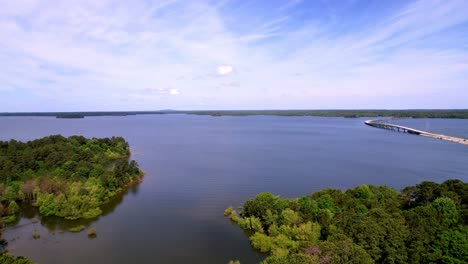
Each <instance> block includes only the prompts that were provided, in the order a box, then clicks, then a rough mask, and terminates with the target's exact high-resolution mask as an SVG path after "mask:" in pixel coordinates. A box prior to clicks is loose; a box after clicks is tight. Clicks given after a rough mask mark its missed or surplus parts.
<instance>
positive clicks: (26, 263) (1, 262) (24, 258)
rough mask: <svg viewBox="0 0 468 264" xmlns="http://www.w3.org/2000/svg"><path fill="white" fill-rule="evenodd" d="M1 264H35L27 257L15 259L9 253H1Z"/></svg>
mask: <svg viewBox="0 0 468 264" xmlns="http://www.w3.org/2000/svg"><path fill="white" fill-rule="evenodd" d="M0 263H2V264H33V262H31V261H30V260H28V259H27V258H25V257H15V256H12V255H10V254H8V253H0Z"/></svg>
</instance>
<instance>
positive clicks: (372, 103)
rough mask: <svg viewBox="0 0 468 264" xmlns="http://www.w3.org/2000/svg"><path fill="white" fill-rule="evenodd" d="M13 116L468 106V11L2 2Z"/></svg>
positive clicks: (0, 96) (446, 106)
mask: <svg viewBox="0 0 468 264" xmlns="http://www.w3.org/2000/svg"><path fill="white" fill-rule="evenodd" d="M0 6H1V8H0V34H1V38H0V69H1V71H0V111H1V112H15V111H92V110H158V109H181V110H182V109H187V110H188V109H354V108H359V109H364V108H379V109H384V108H386V109H408V108H468V1H465V0H460V1H456V0H454V1H452V0H446V1H433V0H424V1H396V0H392V1H381V0H376V1H364V0H340V1H332V0H321V1H319V0H303V1H301V0H291V1H272V0H270V1H245V0H242V1H241V0H238V1H236V0H231V1H229V0H225V1H202V0H200V1H198V0H193V1H176V0H164V1H150V0H146V1H140V0H132V1H126V0H122V1H116V0H100V1H96V0H90V1H87V0H80V1H73V0H67V1H53V0H47V1H45V0H44V1H37V0H15V1H10V0H0Z"/></svg>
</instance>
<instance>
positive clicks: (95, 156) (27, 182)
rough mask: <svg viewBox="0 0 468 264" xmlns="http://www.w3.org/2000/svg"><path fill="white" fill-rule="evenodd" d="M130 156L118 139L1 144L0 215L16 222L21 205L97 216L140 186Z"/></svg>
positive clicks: (120, 137) (55, 211)
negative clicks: (115, 202)
mask: <svg viewBox="0 0 468 264" xmlns="http://www.w3.org/2000/svg"><path fill="white" fill-rule="evenodd" d="M129 157H130V148H129V145H128V143H127V142H126V141H125V140H124V139H123V138H121V137H112V138H102V139H99V138H92V139H87V138H85V137H82V136H71V137H69V138H65V137H63V136H60V135H54V136H49V137H45V138H42V139H37V140H33V141H29V142H26V143H23V142H19V141H16V140H10V141H8V142H2V141H0V200H1V203H0V216H2V217H4V218H3V220H4V221H5V222H7V223H8V222H14V221H15V215H16V213H17V212H18V210H19V206H18V204H19V203H29V204H32V205H33V206H35V207H37V208H38V209H39V213H40V214H41V215H43V216H59V217H63V218H66V219H78V218H93V217H96V216H99V215H100V214H101V209H100V206H101V205H102V204H104V203H105V202H106V201H108V200H109V199H111V198H112V197H114V196H115V194H117V193H118V192H120V191H122V190H123V189H124V188H125V187H126V186H128V185H131V184H133V183H136V182H138V181H140V179H141V177H142V175H143V172H142V171H141V170H140V169H139V168H138V164H137V162H136V161H134V160H132V161H129Z"/></svg>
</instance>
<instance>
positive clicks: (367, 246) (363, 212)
mask: <svg viewBox="0 0 468 264" xmlns="http://www.w3.org/2000/svg"><path fill="white" fill-rule="evenodd" d="M224 215H225V216H227V217H229V218H230V219H231V220H232V222H233V223H235V224H237V225H239V226H240V227H241V228H242V229H244V230H245V233H246V234H247V235H248V236H249V238H250V241H251V244H252V246H253V247H254V248H255V249H257V250H259V251H261V252H263V253H268V254H269V255H268V257H267V258H266V259H265V260H264V261H263V264H279V263H285V264H287V263H294V264H296V263H297V264H299V263H320V264H325V263H330V264H331V263H334V264H338V263H356V264H357V263H453V264H457V263H460V264H461V263H468V225H467V224H468V184H467V183H464V182H462V181H459V180H447V181H445V182H443V183H441V184H438V183H434V182H428V181H425V182H422V183H420V184H417V185H415V186H409V187H406V188H404V189H403V190H401V191H400V192H398V191H397V190H395V189H393V188H390V187H386V186H372V185H361V186H358V187H356V188H354V189H349V190H347V191H344V192H343V191H341V190H337V189H324V190H321V191H318V192H314V193H313V194H312V195H307V196H303V197H300V198H297V199H285V198H281V197H279V196H275V195H273V194H271V193H260V194H259V195H257V196H256V197H255V198H253V199H249V200H247V201H246V202H245V203H244V205H243V206H242V208H241V210H240V212H239V213H238V212H237V211H236V210H235V209H234V208H232V207H229V208H227V209H226V210H225V212H224ZM232 263H239V262H238V261H232Z"/></svg>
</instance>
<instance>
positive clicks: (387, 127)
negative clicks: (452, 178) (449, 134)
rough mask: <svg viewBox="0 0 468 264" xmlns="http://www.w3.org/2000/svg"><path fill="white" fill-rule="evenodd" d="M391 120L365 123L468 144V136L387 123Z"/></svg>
mask: <svg viewBox="0 0 468 264" xmlns="http://www.w3.org/2000/svg"><path fill="white" fill-rule="evenodd" d="M389 120H392V119H385V120H379V119H375V120H367V121H365V122H364V124H366V125H368V126H371V127H375V128H382V129H387V130H393V131H395V132H402V133H408V134H413V135H418V136H424V137H430V138H435V139H441V140H445V141H450V142H453V143H458V144H462V145H468V139H466V138H462V137H455V136H449V135H444V134H440V133H434V132H429V131H424V130H419V129H415V128H411V127H405V126H400V125H395V124H390V123H387V121H389Z"/></svg>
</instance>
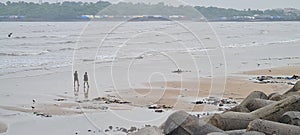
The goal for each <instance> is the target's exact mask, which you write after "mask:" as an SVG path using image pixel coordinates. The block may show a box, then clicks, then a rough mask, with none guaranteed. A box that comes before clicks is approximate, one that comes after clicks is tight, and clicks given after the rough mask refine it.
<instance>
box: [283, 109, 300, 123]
mask: <svg viewBox="0 0 300 135" xmlns="http://www.w3.org/2000/svg"><path fill="white" fill-rule="evenodd" d="M279 122H281V123H286V124H291V125H296V126H300V112H296V111H290V112H286V113H284V114H283V115H282V117H281V118H280V119H279Z"/></svg>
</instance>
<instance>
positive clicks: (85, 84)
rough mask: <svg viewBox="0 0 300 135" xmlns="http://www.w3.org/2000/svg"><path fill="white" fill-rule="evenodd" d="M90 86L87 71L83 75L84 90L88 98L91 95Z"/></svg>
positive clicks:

Task goal:
Within the entries above, find the string "then" and return each line that holds it.

Task result:
Each <instance> block includes only the prompts that were provided, in the order a box, then clicks, then a rough mask, and terminates with the target's exact high-resolution mask as an SVG path after "mask:" in pixel coordinates. A box prior to clicks is loose; a box after clicks is tight. Clicks given after a rough mask mark its missed or surplus parts.
The goal for each <instance> is the target's exact mask, which you write after "mask:" as an SVG path using image pixel coordinates. The block may show a box, then clicks, then a rough mask, with none guaranteed. A box that comes before clicks is approximate, one that comes after clicks is tight, and clicks given after the rough mask refine it.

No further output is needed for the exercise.